━━ THE DATA ━━

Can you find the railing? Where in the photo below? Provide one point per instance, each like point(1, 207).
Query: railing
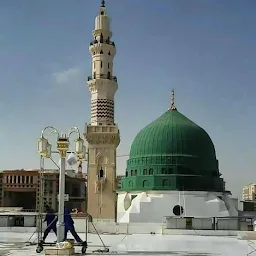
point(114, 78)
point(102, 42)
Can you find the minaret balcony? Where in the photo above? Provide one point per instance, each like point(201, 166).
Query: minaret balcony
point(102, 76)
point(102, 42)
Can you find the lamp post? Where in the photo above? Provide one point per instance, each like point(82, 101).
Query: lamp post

━━━
━━ THE DATA ━━

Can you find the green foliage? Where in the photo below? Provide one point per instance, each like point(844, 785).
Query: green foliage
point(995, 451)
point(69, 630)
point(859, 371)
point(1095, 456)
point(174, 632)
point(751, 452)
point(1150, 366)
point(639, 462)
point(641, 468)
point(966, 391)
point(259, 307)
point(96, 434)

━━━

• TRY IT: Whatever pictures the records hold, omit them; give again exactly the lines from the one containing "Can you find the railing?" through the one containing "Query: lamp post".

• REPLY:
Can you find the railing? Where in the photo below? Provide one point per instance, each like point(1, 207).
Query: railing
point(114, 78)
point(102, 42)
Can you find the minaret balcony? Where in the photo above? Provide one point per instance, each like point(201, 166).
Query: minaret balcony
point(102, 76)
point(102, 42)
Can you find the lamp post? Where in the photo above? Provide one point per instance, each like point(82, 101).
Query: lamp post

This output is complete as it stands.